Your objective: From the listing below, list each line that contains the string "plant". Case counts.
Start of Records provided
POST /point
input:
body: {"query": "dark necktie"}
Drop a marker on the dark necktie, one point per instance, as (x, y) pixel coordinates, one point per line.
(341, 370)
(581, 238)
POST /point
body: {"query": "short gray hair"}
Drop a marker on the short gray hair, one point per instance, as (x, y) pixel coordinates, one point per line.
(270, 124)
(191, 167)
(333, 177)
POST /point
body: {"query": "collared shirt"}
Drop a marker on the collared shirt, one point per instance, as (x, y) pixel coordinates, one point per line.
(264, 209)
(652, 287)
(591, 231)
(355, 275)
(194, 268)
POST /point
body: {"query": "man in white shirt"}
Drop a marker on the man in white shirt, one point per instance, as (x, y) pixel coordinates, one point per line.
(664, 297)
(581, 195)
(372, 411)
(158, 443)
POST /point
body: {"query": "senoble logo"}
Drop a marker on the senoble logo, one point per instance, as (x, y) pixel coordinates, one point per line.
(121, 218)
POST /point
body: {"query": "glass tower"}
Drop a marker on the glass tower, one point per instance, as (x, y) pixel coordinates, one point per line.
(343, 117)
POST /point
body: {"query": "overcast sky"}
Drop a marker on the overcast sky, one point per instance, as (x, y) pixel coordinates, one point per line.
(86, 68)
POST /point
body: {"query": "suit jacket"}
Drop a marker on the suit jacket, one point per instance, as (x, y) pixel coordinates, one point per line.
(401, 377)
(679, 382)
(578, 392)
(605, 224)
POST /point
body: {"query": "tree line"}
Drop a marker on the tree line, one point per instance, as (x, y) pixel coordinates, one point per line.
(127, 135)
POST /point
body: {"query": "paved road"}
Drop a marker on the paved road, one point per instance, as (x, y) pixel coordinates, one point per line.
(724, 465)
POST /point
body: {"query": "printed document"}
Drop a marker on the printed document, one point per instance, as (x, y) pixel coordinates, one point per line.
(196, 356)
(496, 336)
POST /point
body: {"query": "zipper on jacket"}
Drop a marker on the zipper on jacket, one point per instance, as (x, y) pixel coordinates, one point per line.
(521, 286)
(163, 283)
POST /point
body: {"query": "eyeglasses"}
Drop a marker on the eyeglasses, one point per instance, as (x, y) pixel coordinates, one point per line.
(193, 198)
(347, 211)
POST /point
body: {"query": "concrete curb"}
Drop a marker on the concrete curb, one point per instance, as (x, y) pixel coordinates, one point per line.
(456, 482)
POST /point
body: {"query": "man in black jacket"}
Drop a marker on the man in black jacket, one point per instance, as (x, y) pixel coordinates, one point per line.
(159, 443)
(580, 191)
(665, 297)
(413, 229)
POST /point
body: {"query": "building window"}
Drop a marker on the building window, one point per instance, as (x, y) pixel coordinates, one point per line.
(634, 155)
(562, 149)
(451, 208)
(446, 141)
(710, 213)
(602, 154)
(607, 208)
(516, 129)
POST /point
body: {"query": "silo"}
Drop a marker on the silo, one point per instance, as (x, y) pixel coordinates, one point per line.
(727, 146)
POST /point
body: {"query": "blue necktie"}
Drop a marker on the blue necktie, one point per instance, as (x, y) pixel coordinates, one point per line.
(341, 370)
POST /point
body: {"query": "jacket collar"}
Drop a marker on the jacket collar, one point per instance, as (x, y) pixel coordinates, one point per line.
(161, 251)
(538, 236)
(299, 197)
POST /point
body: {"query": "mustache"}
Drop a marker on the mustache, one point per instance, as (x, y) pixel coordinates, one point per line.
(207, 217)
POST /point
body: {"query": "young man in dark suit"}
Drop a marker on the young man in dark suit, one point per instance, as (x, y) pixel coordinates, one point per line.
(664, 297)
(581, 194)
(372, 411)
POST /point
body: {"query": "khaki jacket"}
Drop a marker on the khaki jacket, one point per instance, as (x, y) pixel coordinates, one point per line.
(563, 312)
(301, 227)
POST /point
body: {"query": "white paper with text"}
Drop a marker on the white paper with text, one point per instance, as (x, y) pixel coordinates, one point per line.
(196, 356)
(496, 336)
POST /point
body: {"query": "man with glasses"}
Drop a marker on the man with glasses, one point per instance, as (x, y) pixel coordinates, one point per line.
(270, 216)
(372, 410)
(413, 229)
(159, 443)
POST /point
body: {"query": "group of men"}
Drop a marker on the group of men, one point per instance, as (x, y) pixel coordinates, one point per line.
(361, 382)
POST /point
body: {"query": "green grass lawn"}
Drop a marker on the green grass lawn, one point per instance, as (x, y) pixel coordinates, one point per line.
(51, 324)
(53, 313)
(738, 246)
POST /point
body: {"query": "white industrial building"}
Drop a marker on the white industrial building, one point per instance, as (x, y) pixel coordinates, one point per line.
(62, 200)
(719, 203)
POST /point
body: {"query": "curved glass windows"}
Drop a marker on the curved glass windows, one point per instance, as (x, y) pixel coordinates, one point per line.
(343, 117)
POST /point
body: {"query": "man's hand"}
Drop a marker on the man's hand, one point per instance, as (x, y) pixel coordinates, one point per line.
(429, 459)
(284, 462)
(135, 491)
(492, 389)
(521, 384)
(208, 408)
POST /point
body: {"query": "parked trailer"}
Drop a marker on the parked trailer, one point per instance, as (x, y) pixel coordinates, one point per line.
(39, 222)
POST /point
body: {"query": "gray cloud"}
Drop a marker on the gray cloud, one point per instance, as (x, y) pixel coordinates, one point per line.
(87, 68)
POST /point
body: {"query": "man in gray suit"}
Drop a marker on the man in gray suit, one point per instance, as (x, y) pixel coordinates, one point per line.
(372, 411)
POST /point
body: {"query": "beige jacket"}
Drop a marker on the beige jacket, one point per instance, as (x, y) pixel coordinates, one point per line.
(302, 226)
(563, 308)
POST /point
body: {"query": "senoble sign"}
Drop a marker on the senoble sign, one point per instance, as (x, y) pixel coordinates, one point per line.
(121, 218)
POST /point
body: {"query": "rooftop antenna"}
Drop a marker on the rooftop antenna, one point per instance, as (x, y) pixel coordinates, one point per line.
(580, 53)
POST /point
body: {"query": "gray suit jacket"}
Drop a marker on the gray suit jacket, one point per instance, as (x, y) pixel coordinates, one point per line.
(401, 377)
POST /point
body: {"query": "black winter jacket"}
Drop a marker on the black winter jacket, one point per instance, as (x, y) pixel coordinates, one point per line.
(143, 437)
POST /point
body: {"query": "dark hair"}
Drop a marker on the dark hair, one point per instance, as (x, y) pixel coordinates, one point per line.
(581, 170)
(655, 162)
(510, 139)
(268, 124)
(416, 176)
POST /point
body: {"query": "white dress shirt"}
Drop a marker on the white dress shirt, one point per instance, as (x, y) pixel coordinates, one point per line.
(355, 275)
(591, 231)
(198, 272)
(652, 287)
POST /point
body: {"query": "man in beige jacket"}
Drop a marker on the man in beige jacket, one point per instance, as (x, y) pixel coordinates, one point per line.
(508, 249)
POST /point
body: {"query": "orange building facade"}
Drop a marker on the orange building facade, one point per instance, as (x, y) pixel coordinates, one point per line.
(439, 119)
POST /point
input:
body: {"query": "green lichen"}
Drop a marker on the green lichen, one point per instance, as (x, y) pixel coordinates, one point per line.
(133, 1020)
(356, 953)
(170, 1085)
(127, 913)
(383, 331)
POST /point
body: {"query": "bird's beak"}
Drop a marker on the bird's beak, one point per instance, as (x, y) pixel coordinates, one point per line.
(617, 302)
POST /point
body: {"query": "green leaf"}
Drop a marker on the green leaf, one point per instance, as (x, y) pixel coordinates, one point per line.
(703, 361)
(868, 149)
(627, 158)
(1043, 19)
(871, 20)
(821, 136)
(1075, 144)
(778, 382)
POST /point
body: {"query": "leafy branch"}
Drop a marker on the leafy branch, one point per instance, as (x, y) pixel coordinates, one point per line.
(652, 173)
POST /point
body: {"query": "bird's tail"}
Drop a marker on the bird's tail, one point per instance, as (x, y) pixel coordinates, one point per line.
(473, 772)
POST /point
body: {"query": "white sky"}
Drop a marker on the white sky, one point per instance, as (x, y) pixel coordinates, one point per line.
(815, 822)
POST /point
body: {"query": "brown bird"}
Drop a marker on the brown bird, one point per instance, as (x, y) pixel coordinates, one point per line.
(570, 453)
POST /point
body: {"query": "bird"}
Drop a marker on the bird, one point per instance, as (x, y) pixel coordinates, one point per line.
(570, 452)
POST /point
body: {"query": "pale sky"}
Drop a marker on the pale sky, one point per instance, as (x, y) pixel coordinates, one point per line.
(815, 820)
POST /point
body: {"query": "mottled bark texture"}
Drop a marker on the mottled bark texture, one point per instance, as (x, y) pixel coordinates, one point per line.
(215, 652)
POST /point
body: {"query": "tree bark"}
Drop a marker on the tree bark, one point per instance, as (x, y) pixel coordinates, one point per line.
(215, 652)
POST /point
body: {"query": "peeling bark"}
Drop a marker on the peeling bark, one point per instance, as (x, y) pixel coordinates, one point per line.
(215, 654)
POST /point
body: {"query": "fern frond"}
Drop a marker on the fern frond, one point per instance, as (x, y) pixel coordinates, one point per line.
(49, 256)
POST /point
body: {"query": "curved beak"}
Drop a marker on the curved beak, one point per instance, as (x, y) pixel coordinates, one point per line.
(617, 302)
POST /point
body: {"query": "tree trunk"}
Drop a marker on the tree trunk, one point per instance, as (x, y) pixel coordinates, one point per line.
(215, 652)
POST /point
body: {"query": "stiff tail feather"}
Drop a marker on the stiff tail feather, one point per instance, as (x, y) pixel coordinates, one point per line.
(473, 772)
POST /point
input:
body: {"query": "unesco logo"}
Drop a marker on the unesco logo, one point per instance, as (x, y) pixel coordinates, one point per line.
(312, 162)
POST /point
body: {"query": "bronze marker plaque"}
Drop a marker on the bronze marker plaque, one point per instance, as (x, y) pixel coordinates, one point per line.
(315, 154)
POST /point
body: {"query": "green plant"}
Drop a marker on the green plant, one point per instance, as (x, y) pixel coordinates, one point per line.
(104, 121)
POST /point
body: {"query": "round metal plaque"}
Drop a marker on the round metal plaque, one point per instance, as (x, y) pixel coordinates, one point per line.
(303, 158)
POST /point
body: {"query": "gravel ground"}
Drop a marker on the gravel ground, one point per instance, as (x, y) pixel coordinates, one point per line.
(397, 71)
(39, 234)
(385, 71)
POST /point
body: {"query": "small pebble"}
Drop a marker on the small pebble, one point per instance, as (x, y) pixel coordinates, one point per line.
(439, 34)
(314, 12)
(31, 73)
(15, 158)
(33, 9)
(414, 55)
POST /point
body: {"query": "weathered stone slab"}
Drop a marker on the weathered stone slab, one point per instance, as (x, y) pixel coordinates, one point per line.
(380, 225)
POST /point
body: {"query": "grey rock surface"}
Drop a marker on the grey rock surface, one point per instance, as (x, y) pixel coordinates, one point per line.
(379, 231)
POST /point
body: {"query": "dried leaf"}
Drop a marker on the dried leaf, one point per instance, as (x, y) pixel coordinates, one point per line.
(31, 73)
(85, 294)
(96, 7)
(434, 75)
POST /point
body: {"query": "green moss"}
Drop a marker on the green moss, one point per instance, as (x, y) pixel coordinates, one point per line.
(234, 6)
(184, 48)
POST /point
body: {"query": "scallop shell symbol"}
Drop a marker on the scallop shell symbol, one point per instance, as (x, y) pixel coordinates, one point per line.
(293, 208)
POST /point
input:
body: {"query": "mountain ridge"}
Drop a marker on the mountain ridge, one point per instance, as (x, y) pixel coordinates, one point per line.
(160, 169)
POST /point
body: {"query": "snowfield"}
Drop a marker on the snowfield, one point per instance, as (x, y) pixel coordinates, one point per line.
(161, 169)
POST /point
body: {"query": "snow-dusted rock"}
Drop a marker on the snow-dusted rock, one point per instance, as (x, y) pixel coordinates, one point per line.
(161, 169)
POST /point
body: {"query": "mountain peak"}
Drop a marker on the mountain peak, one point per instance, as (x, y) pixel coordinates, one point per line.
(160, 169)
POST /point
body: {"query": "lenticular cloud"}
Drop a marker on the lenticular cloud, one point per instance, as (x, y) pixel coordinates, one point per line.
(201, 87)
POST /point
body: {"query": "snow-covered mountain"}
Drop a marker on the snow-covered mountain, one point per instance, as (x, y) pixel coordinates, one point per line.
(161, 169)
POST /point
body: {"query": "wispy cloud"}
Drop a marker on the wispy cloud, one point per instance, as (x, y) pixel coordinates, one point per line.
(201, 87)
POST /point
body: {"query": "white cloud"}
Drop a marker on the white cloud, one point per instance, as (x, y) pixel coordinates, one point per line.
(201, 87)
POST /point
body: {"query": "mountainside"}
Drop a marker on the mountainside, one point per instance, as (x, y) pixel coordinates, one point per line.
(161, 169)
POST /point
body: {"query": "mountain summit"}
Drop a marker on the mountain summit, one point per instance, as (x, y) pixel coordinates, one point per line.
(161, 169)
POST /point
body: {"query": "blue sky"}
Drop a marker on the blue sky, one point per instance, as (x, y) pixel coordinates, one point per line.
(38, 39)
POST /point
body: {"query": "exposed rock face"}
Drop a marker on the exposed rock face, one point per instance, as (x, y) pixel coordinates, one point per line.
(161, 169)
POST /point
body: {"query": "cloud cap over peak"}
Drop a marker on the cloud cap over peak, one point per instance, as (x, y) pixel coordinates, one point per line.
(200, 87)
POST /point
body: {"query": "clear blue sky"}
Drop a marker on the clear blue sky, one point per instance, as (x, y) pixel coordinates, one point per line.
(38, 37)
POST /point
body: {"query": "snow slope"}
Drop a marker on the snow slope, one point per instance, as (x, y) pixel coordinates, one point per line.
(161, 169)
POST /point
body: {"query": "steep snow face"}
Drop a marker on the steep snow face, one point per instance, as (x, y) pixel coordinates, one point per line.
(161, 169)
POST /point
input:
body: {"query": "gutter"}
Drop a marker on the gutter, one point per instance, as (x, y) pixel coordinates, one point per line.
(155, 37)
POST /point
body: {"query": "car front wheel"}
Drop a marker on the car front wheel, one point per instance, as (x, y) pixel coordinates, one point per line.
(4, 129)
End of Records provided
Answer:
body: {"query": "green plant"}
Drop a marker on the green plant, one point per instance, as (x, y) pixel coordinates, one point per line.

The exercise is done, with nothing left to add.